* START *
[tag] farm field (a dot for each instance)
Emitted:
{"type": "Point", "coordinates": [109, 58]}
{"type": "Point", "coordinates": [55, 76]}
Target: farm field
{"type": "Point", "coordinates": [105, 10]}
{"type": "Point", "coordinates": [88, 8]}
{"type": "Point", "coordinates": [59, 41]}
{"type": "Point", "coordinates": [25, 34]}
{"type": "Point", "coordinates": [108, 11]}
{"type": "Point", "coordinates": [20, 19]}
* END *
Task instructions —
Put every line of the records into a JSON list of strings, one string per line, leaving out blank lines.

Response to the task —
[
  "[tag] farm field (a dot for each instance)",
  "Emitted:",
  "{\"type\": \"Point\", \"coordinates\": [109, 58]}",
  "{\"type\": \"Point\", \"coordinates\": [55, 76]}",
  "Target: farm field",
  "{\"type\": \"Point\", \"coordinates\": [105, 10]}",
  "{\"type\": \"Point\", \"coordinates\": [88, 8]}",
  "{\"type\": \"Point\", \"coordinates\": [59, 41]}",
  "{\"type\": \"Point\", \"coordinates\": [25, 34]}",
  "{\"type\": \"Point\", \"coordinates\": [108, 11]}",
  "{\"type\": \"Point\", \"coordinates\": [20, 19]}"
]